- **THE PROBLEM**
Return all of the following entries as written, but without the images.

═══ INPUT DATA

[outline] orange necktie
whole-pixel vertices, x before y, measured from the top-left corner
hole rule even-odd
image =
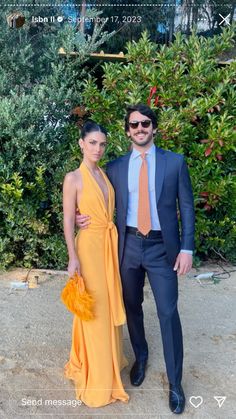
[[[142,153],[140,157],[142,158],[142,165],[139,173],[138,230],[146,235],[151,230],[148,165],[145,153]]]

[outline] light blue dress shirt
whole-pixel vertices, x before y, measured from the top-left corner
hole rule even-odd
[[[160,221],[156,206],[155,189],[155,167],[156,150],[154,144],[146,151],[146,160],[148,164],[148,189],[151,212],[152,230],[161,230]],[[126,225],[130,227],[138,226],[138,195],[139,195],[139,172],[142,165],[141,153],[133,149],[129,159],[128,169],[128,210]]]
[[[146,151],[148,164],[148,189],[151,212],[152,230],[161,230],[160,221],[156,206],[155,169],[156,169],[156,147],[154,144]],[[126,225],[129,227],[138,226],[138,194],[139,194],[139,172],[142,165],[141,153],[133,148],[129,159],[128,169],[128,208]],[[181,249],[181,252],[192,254],[191,250]]]

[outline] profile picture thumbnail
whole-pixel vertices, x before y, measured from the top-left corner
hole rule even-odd
[[[25,23],[25,17],[21,12],[14,12],[7,16],[7,23],[12,29],[21,28]]]

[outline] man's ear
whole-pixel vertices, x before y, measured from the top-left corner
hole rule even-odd
[[[79,139],[78,143],[79,143],[80,148],[83,147],[83,140],[82,140],[82,138]]]

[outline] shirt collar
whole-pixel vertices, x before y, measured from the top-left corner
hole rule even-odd
[[[153,155],[155,154],[155,144],[152,144],[151,147],[146,151],[146,154]],[[130,158],[136,159],[141,155],[140,151],[136,150],[136,148],[133,148]]]

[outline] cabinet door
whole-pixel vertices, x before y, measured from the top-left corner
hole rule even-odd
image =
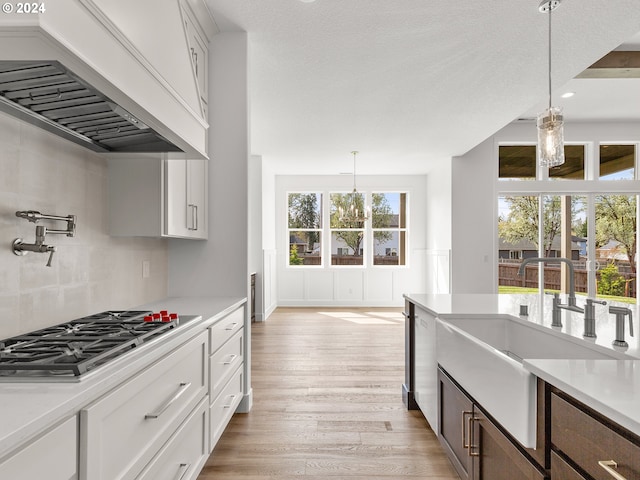
[[[415,307],[414,396],[434,433],[438,433],[438,362],[436,360],[436,318]]]
[[[193,238],[207,238],[207,160],[187,160],[187,229]]]
[[[469,448],[473,403],[442,370],[438,370],[438,408],[438,439],[460,478],[469,480],[473,478]]]
[[[478,408],[470,435],[475,480],[544,480],[542,474]]]
[[[188,237],[187,161],[165,160],[165,234]]]

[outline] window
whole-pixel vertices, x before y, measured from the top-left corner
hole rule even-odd
[[[635,163],[635,145],[600,145],[600,180],[633,180]]]
[[[288,194],[289,265],[322,265],[322,194]]]
[[[535,145],[501,145],[498,149],[500,180],[535,180]]]
[[[373,264],[406,265],[407,194],[372,193]]]
[[[565,145],[564,163],[549,169],[555,180],[584,180],[584,145]]]
[[[363,193],[332,193],[329,222],[331,228],[331,265],[364,265],[364,221],[351,220],[345,212],[364,214]]]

══════

- **RESPONSE FOR THIS EXERCISE**
[outline] orange necktie
whole-pixel vertices, x before y, measured from the top-left corner
hole rule even-odd
image =
[[[142,153],[140,157],[142,158],[142,165],[139,173],[138,230],[146,235],[151,230],[148,165],[145,153]]]

[outline] light blue dress shirt
whole-pixel vertices, x before y, measured from the top-left corner
hole rule even-odd
[[[160,221],[156,206],[155,189],[155,167],[156,150],[154,144],[146,151],[146,160],[148,164],[148,189],[151,212],[152,230],[161,230]],[[126,225],[130,227],[138,226],[138,195],[139,195],[139,172],[142,165],[141,153],[133,149],[129,159],[128,169],[128,210]]]
[[[146,151],[148,164],[148,189],[151,212],[152,230],[161,230],[160,221],[156,206],[155,169],[156,169],[156,147],[154,144]],[[126,225],[129,227],[138,226],[138,194],[139,194],[139,172],[142,165],[141,153],[133,148],[129,159],[128,169],[128,208]],[[181,249],[181,252],[192,254],[191,250]]]

[outline] profile picture thumbnail
whole-pixel vertices, x before y, measured from the top-left corner
hole rule even-odd
[[[25,23],[25,17],[21,12],[14,12],[7,16],[7,23],[12,29],[21,28]]]

[outline] man's ear
whole-pixel vertices, x before y, measured from the top-left corner
hole rule even-odd
[[[79,139],[78,143],[79,143],[80,148],[83,147],[83,140],[82,140],[82,138]]]

[outline] shirt collar
whole-pixel vertices, x before y, measured from the top-left corner
hole rule even-odd
[[[153,155],[155,154],[155,144],[152,144],[151,147],[146,151],[146,154]],[[130,158],[136,159],[141,155],[140,151],[136,150],[136,148],[133,148]]]

[outline] cabinet door
whole-pixel vertices, x before y, measured from the top-left corner
hole rule even-odd
image =
[[[415,307],[414,396],[434,433],[438,433],[438,362],[436,360],[436,318]]]
[[[193,238],[207,238],[207,160],[187,160],[187,229]]]
[[[469,448],[473,403],[442,370],[438,370],[438,408],[438,439],[460,478],[469,480],[473,478]]]
[[[478,408],[470,435],[475,480],[544,480],[542,474]]]
[[[188,237],[187,161],[165,160],[165,234]]]

[outline] window
whole-pixel vertices, x before y, measured from the top-left corner
hole rule even-odd
[[[635,163],[635,145],[600,145],[600,180],[633,180]]]
[[[288,194],[289,265],[322,265],[322,194]]]
[[[535,145],[501,145],[498,149],[500,180],[535,180]]]
[[[373,264],[406,265],[407,194],[372,193]]]
[[[565,145],[564,163],[549,169],[555,180],[584,180],[584,145]]]
[[[363,193],[332,193],[329,222],[331,228],[331,265],[364,265],[364,221],[351,220],[345,212],[364,214]]]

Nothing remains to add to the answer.